These lakes and ponds do have plenty of stormwater run off flushing all kinds of farm and lawn chemicals into the water which, chemically, is a close second to what wastewater treatment plants discharge. This runoff problem seems of late to be spoiling summer after summer for folks living around these lakes and ponds. Furthermore, many of these lakes and ponds discharge into the bays and oceans at some point, exacerbating problems like the one in Plum Cove . That doesn't mean all the news is bad on the water pollution front.

[Region pointing data]
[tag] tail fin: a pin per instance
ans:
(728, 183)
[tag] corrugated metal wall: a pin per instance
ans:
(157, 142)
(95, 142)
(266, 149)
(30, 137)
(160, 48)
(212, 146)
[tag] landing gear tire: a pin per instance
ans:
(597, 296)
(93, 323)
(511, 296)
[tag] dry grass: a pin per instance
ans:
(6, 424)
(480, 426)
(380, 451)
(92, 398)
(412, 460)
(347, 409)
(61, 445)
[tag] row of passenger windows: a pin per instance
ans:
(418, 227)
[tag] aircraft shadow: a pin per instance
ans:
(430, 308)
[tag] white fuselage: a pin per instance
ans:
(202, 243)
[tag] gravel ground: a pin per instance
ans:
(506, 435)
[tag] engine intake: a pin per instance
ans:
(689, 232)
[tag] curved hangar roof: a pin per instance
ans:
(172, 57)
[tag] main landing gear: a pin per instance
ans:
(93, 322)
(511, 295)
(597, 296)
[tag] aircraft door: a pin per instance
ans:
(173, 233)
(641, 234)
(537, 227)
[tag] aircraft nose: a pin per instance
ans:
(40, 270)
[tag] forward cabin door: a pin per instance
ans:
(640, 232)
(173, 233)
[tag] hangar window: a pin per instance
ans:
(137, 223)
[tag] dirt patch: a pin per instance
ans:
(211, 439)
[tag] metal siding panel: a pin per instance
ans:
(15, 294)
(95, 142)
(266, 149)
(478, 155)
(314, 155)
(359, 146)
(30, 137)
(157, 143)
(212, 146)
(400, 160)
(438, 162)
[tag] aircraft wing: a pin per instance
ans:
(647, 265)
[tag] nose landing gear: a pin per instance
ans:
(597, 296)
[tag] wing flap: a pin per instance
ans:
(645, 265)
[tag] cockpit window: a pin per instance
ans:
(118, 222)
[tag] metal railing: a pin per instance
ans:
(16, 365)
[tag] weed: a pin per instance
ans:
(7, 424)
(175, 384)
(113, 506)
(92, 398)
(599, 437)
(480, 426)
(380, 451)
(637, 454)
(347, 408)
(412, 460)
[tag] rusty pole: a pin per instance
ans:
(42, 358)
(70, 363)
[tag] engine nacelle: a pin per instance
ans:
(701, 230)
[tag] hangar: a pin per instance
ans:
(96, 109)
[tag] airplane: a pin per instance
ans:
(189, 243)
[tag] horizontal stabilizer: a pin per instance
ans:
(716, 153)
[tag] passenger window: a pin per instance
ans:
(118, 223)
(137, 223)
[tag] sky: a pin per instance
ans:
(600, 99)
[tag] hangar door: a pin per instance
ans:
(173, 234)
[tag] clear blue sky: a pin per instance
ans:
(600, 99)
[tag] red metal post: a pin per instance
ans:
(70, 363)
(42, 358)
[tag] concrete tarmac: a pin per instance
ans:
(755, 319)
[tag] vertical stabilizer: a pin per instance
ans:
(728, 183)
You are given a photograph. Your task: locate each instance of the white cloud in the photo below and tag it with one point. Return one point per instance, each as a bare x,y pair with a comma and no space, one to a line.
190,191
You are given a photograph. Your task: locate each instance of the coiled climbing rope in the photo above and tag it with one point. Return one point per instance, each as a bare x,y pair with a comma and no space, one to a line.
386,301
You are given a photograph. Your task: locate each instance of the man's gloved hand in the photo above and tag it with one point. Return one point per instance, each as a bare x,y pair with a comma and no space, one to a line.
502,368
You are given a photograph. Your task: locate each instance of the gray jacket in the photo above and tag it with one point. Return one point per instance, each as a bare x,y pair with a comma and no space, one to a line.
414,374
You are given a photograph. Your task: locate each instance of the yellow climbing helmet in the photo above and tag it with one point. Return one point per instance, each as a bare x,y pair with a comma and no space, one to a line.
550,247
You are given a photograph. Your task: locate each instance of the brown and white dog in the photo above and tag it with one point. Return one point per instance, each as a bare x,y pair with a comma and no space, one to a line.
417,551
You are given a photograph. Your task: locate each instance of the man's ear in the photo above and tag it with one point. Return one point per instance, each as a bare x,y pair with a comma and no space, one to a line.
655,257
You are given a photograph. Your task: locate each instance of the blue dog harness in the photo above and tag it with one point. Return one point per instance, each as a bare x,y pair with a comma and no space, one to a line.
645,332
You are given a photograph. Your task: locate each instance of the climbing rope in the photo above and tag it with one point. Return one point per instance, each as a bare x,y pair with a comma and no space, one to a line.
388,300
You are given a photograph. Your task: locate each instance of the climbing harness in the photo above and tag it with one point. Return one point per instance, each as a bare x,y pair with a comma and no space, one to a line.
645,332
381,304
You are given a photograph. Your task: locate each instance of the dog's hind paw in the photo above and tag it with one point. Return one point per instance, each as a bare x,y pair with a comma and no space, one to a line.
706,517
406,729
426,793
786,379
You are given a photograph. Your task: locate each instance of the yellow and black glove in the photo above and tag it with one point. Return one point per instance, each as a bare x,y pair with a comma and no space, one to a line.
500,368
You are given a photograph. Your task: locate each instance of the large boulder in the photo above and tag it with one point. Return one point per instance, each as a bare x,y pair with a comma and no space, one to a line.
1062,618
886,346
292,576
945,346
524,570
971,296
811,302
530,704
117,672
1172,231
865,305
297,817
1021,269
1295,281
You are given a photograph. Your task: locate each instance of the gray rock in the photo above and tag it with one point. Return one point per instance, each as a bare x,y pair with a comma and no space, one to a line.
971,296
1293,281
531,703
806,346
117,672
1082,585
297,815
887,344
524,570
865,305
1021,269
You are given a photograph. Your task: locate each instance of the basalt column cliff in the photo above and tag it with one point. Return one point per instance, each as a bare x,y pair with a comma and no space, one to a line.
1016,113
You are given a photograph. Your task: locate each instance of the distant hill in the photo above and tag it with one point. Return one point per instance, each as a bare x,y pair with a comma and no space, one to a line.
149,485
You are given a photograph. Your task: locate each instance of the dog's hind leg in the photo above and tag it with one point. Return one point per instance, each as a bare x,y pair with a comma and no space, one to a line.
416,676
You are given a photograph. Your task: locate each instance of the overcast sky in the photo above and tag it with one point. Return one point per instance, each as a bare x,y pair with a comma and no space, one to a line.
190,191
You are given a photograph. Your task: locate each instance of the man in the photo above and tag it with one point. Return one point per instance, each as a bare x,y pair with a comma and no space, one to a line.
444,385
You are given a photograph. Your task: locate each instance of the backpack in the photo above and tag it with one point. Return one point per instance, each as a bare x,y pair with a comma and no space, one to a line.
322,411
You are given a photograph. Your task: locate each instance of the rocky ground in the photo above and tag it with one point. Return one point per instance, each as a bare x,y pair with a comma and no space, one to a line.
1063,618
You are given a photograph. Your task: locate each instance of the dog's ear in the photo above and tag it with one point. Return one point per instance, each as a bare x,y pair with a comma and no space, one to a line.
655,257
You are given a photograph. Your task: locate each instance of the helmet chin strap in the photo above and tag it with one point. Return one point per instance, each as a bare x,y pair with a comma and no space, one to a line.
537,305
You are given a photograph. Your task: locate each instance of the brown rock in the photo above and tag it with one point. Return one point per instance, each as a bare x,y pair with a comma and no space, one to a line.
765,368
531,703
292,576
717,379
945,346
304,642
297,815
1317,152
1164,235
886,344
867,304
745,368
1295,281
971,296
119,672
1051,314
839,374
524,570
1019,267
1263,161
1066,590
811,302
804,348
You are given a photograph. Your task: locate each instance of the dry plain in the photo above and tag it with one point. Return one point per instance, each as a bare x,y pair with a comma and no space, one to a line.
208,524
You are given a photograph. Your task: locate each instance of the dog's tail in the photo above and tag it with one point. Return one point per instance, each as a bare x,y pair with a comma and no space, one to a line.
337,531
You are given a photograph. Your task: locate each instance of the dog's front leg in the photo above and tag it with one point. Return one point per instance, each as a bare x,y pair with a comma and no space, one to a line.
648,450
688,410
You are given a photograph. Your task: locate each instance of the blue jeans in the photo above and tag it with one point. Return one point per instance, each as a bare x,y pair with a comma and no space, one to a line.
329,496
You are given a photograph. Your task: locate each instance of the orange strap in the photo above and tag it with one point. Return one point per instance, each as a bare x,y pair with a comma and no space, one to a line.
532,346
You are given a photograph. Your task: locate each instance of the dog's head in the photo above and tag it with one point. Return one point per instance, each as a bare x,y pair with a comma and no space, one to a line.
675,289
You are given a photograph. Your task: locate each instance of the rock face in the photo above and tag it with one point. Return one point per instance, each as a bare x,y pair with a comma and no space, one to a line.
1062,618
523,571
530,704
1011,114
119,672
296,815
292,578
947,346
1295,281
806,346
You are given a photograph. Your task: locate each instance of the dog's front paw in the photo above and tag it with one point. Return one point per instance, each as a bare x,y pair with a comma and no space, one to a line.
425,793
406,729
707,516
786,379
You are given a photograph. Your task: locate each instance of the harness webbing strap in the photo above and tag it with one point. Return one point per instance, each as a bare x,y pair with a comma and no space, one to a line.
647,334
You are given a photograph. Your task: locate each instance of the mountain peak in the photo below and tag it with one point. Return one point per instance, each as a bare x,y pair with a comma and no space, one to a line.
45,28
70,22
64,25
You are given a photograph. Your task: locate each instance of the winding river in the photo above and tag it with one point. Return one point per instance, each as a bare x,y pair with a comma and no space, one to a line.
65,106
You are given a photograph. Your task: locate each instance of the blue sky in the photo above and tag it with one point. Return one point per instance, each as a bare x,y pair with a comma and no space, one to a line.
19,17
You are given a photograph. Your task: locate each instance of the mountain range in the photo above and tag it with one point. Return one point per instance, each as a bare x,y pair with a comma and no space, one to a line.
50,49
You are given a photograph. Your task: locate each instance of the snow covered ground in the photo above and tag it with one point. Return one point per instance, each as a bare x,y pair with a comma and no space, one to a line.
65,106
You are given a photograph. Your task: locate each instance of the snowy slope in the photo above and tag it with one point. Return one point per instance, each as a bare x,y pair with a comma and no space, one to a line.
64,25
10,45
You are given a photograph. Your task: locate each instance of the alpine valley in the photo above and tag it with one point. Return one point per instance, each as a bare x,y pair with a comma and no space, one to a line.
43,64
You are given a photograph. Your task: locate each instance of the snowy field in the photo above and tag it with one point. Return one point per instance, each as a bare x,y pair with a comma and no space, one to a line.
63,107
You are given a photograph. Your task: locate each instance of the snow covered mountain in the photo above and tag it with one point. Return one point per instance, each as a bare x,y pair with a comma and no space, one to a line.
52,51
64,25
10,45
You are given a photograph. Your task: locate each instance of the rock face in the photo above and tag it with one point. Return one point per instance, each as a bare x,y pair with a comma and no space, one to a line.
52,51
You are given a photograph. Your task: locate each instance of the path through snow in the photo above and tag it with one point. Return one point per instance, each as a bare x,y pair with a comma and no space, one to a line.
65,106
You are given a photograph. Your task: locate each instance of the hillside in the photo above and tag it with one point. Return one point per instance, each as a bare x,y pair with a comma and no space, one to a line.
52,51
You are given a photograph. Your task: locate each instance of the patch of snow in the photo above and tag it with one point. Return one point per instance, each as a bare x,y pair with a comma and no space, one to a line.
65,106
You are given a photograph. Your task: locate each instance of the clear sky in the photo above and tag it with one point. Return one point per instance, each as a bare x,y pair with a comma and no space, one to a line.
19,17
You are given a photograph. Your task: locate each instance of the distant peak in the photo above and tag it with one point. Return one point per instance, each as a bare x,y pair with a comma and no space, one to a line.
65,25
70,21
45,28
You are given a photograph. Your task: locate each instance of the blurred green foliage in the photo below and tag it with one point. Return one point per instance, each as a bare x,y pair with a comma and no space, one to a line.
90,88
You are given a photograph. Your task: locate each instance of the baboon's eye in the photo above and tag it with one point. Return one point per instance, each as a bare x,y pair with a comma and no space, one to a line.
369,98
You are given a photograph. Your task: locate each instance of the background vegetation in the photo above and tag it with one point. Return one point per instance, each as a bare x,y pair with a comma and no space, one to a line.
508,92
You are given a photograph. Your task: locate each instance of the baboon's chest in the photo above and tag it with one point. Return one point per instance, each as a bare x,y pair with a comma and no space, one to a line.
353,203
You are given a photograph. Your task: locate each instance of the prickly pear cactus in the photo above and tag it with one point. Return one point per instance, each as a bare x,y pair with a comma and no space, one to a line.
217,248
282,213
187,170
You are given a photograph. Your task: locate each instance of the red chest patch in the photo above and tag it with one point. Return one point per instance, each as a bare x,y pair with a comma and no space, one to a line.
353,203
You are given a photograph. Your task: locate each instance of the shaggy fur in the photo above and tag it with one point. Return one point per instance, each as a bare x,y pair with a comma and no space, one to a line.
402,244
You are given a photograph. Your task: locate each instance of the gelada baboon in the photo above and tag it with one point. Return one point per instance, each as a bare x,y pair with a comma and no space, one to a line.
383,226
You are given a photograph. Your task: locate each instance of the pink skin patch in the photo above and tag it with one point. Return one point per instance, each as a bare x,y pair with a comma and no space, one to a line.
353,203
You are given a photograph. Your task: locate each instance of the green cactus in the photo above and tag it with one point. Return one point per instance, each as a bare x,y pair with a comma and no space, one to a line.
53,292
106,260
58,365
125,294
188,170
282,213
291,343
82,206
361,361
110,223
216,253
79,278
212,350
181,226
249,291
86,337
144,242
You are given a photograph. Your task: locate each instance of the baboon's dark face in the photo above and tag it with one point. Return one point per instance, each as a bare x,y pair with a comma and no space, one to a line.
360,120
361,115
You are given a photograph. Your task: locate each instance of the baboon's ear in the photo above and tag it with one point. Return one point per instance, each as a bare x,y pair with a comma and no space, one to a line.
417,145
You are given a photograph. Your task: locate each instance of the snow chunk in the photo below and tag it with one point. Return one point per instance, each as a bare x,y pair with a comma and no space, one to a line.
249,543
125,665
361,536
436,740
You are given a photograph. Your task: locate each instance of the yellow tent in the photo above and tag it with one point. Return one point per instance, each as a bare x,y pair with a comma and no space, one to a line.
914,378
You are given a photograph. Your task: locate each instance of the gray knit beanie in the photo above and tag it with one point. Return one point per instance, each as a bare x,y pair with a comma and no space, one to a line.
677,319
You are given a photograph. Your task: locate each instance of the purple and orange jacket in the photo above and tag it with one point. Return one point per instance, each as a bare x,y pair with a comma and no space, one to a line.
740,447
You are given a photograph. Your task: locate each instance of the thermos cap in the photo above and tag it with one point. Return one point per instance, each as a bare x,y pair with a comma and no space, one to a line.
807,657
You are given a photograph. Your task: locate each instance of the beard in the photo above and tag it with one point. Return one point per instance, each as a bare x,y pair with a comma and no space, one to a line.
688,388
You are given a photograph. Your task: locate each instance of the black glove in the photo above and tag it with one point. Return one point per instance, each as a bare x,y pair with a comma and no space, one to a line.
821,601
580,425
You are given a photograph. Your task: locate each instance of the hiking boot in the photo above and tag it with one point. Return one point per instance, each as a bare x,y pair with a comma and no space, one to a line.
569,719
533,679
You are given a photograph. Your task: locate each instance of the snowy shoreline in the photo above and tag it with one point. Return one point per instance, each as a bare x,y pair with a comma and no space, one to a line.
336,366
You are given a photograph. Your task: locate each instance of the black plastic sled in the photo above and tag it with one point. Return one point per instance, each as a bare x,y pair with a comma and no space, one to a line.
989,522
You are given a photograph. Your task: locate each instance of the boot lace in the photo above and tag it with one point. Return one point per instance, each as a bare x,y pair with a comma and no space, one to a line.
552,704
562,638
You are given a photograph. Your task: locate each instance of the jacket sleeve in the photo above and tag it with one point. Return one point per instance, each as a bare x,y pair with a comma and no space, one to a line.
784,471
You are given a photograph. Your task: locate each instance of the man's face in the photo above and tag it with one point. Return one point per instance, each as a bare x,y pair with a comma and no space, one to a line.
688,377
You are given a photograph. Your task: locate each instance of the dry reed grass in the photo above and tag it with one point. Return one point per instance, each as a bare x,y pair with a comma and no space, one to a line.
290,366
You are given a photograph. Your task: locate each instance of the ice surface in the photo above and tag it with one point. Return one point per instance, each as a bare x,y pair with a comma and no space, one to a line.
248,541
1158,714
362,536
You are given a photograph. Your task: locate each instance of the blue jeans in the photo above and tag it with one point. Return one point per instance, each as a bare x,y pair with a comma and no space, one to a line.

WORK INSTRUCTIONS
- 1) List every general type of body of water that the passage on stormwater runoff names.
- 2) Continue the passage on stormwater runoff from its final sentence.

ANSWERS BELOW
- 1) lakes, ponds, bays, oceans

- 2)
Public Eneny No. 1 Road Runoff
Thanks to aggressive federal actions like the creation of the EPA and the passage of the Clean Water Act we no longer have manufacturing plants indiscriminately dumping massive quantities truly poisonous chemicals into our waterways like we did for nearly a century before the term water-pollution became a household word. That pollution killed all forms of life in the marine environments they entered, and humans entered those water bodies back then at their own great peril. The companies that did the polluting were forced to clean up their act and now once toxic rivers like the Merrimack and Hudson having people swimming and kayaking in them, occasionally. The bad news is the pollution still entering the nation’s water bodies, like the treatment plants discharging into our rivers and the runoff closing our lakes and ponds is much harder to clean up. How do we ask farms to stop spraying their crops? How do we ask people protecting dwindling home values to stop chemically manicuring their lawns? How do we ask bankrupt local governments to spend millions upon millions to upgrade their wastewater treatment plants when they can barely pay their police?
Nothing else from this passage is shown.